### What is being asked:
Once the line holding "instance: [(263, 647)]" is found in the listing below, write it out and each later line exactly, up to and including the one holding "instance: [(543, 144)]".

<<<<

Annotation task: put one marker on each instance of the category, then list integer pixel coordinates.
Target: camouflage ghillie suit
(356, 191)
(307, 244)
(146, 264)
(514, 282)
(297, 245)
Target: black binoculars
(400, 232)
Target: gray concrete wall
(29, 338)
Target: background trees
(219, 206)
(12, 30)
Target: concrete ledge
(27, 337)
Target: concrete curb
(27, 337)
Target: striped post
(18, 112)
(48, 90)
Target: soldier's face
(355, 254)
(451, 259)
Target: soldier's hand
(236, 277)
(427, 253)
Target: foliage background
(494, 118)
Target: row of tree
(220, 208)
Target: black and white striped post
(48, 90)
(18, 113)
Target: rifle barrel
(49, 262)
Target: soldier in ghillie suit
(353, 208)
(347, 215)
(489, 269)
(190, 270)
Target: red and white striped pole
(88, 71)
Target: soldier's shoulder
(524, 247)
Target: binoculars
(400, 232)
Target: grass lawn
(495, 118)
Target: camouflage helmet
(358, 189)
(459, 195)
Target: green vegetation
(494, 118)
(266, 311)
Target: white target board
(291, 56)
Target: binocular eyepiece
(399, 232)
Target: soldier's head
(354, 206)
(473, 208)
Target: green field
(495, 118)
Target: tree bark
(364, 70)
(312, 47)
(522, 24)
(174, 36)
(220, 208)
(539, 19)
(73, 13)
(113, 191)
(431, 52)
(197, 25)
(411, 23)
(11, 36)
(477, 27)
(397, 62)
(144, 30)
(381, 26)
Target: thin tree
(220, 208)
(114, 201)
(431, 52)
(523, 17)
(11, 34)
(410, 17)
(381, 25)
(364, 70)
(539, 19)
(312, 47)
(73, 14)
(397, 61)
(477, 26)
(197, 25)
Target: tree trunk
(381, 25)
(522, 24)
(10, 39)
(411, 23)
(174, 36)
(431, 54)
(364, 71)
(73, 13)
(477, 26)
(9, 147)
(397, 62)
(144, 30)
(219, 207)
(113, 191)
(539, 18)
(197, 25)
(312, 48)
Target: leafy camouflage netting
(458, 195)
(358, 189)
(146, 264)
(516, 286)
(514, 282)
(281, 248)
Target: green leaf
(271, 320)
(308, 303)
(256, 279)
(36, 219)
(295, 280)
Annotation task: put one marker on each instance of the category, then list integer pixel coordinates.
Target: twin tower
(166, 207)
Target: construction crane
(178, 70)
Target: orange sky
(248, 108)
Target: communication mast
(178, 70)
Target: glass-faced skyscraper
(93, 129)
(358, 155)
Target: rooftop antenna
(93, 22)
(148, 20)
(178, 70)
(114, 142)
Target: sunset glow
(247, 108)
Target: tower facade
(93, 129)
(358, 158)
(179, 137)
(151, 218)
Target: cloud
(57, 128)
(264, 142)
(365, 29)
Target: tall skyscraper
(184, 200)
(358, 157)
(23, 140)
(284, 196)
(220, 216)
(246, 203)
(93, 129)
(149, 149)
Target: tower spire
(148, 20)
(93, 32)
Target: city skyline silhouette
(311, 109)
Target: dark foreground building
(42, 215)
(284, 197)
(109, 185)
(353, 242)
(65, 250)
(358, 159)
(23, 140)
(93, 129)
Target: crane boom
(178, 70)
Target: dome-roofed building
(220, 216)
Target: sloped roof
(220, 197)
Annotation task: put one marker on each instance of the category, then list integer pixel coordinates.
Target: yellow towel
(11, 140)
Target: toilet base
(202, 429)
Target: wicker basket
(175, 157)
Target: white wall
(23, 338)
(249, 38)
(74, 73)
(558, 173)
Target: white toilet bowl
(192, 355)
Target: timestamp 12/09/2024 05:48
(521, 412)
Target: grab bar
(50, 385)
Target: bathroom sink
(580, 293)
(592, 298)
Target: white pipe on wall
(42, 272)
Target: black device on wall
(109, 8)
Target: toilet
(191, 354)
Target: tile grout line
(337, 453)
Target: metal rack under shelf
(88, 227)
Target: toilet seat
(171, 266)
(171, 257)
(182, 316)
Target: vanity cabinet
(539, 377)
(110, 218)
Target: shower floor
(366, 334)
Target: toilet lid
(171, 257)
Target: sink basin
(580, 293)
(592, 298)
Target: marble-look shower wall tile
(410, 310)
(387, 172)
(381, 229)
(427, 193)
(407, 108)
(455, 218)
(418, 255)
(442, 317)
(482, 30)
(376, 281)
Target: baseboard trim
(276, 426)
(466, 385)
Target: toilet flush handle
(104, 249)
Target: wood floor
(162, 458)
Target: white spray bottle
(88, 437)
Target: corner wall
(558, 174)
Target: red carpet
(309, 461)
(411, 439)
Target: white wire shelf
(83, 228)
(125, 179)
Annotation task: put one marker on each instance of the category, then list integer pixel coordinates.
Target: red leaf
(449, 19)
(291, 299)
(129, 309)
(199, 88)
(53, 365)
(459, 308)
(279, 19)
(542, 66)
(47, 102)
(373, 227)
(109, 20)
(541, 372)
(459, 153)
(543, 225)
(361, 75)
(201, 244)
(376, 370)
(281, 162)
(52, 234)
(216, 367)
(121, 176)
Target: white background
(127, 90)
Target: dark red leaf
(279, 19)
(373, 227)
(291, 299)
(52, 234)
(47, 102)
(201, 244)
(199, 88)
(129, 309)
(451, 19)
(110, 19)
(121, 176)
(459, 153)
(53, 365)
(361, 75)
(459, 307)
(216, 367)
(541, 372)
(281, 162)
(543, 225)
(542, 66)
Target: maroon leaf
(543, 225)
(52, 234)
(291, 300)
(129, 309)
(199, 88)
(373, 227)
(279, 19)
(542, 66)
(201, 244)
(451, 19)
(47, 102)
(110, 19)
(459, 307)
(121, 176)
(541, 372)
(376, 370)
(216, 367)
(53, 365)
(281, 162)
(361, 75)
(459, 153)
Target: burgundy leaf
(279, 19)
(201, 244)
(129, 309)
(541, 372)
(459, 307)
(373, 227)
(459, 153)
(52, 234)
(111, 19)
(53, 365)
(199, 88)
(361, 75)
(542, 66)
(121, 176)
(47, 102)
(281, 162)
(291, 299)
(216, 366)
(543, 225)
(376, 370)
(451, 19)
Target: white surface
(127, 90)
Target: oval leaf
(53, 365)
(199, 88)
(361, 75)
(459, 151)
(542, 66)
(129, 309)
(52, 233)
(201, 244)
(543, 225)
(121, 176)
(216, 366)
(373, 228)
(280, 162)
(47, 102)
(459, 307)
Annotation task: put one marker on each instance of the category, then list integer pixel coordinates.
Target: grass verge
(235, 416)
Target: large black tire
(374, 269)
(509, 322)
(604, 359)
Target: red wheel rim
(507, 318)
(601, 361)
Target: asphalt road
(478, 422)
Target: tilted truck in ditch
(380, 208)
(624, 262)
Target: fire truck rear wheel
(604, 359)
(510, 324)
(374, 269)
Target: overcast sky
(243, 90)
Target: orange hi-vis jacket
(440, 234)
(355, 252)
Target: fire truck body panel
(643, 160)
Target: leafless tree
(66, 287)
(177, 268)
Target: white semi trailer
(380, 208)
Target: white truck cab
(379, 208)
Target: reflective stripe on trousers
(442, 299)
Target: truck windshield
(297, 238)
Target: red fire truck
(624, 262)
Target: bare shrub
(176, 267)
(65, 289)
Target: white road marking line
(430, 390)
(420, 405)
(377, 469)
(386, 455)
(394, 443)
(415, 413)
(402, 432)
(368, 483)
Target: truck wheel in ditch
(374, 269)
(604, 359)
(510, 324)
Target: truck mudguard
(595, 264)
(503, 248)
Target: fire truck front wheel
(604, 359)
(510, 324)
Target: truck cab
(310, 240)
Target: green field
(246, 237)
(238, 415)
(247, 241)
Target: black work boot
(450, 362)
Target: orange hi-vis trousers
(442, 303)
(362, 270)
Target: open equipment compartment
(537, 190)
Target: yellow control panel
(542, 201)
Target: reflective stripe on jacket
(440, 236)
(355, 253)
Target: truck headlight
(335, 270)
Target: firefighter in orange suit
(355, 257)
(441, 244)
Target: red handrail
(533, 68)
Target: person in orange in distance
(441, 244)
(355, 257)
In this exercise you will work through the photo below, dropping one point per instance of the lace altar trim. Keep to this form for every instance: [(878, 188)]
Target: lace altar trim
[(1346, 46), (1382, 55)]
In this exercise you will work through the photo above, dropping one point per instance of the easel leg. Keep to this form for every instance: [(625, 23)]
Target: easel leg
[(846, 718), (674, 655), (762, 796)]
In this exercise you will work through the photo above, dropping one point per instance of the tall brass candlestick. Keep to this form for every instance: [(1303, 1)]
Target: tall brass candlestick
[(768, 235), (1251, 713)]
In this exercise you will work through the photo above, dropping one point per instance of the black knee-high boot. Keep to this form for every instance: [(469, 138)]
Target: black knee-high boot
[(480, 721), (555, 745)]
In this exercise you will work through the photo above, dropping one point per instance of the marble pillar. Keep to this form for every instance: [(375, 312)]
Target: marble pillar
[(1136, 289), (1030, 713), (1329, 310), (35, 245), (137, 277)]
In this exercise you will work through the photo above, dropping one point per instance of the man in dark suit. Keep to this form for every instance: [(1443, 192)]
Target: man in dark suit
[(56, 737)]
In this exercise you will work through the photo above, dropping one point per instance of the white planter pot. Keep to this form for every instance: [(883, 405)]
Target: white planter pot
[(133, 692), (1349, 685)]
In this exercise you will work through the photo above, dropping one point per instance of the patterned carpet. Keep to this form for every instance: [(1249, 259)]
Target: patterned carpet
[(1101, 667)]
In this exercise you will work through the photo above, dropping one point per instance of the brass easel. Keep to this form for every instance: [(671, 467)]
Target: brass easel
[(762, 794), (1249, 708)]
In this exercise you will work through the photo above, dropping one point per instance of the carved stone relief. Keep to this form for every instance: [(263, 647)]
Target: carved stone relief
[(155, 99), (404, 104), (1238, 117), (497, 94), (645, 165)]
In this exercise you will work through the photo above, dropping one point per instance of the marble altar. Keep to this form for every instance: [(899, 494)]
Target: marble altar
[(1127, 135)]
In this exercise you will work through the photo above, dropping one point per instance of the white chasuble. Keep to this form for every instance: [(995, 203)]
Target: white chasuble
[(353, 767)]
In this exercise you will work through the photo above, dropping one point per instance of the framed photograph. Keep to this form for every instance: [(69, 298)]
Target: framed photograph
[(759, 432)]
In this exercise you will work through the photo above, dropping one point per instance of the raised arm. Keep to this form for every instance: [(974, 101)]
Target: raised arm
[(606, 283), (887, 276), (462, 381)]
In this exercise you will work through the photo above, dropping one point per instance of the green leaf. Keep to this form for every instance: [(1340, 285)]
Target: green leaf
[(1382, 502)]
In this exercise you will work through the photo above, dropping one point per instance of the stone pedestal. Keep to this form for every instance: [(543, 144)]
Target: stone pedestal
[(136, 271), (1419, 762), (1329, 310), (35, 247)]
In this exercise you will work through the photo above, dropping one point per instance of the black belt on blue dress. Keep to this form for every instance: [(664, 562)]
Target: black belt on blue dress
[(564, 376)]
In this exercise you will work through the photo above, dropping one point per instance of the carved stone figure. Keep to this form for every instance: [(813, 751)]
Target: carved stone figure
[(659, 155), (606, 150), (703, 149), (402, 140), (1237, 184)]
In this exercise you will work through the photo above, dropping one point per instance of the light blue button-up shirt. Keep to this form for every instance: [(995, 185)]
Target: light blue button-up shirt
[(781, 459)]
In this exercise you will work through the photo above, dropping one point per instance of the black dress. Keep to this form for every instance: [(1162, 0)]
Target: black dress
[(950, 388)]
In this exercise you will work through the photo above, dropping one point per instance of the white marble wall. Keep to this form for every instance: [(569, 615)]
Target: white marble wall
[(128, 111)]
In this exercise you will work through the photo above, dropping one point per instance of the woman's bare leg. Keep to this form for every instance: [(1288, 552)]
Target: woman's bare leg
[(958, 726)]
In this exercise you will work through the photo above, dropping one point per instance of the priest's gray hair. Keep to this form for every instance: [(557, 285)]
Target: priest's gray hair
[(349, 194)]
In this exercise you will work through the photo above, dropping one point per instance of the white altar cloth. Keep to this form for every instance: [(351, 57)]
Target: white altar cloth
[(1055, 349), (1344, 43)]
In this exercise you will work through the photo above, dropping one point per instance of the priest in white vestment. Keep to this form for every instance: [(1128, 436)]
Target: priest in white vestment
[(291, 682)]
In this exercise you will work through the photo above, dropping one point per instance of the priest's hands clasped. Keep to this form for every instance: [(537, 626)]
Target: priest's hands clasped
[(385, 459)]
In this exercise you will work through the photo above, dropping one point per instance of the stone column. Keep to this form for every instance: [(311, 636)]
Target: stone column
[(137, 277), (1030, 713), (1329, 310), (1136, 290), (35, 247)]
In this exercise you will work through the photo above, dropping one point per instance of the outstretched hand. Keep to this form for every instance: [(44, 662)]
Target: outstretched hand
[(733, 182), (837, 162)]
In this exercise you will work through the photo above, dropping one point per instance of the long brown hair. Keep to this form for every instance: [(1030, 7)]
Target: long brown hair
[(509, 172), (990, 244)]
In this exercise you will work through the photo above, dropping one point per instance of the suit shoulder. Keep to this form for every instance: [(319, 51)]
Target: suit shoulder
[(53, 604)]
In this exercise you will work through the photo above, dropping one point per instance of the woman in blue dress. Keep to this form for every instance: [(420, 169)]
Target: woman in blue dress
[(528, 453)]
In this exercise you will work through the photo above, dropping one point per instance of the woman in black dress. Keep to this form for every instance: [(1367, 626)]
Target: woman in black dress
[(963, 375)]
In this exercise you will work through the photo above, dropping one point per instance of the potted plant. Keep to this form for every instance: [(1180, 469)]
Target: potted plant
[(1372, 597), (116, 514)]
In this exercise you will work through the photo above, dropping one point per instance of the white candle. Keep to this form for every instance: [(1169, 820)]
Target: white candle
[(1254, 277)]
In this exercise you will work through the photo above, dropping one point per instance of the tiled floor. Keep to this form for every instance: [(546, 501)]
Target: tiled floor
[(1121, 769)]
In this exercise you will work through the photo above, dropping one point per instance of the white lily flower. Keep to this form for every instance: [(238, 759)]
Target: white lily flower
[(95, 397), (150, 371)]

>>>>

### Written response:
In this exercise you will work through the photo above, dropping one point per instance of the carved stone relief. Keep to this form for every instance: [(263, 647)]
Target: carved stone relief
[(155, 99), (404, 104), (1238, 117), (497, 94), (645, 165)]
In this exercise you will work through the photo above, dropping one point per instance of the marble altar. Keep to this form for every instance: [(899, 494)]
Target: marble altar
[(1127, 135)]
In this exercise you will work through the photo above, dropping one point per instance of the white chasuble. Keep to this form for every instance: [(995, 203)]
Target: white chasuble
[(353, 767)]
In this exercise you will work through the photo above, dropping one point per instance of the framed photograph. Keep to this form for every instance: [(69, 298)]
Target: framed photograph
[(759, 432)]
In this exercise you will work through the photo above, dropping one point per instance of the raised arm. Keep to this form for every instance: [(974, 101)]
Target: raised arm
[(606, 283), (887, 276), (462, 381)]
In this exercise you will work through the photo above, dropping one point per instance of the green leaf. Keep to this form for every instance: [(1340, 285)]
Target: green leaf
[(1382, 502)]
In this exercise you will work through the photo above, dropping one point per instance of the stone pedestal. Keep to this form for every instance: [(543, 144)]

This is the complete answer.